[Saved data entries]
BEGIN

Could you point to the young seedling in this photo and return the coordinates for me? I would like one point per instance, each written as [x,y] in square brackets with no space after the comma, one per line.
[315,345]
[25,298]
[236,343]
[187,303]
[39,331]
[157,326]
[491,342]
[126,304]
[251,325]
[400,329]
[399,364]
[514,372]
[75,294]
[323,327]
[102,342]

END

WHAT NEEDS TO BE DONE → Please rewrite the entries above as a two-column CSV with the headers "prompt" and "response", one row per entry. Put each field in double quotes and replace any line breaks inside a field with spaces.

EXPECTED ANSWER →
prompt,response
"Could you point to the young seedling in this photo and return the coordinates for me? I would like one point per instance, each written as [x,y] in square brackets with no space after the comma, one per line.","[315,345] [25,298] [236,343] [187,303] [39,331] [157,326] [491,342] [126,304] [251,325] [400,329] [399,364] [514,372] [75,294] [323,327] [102,342]"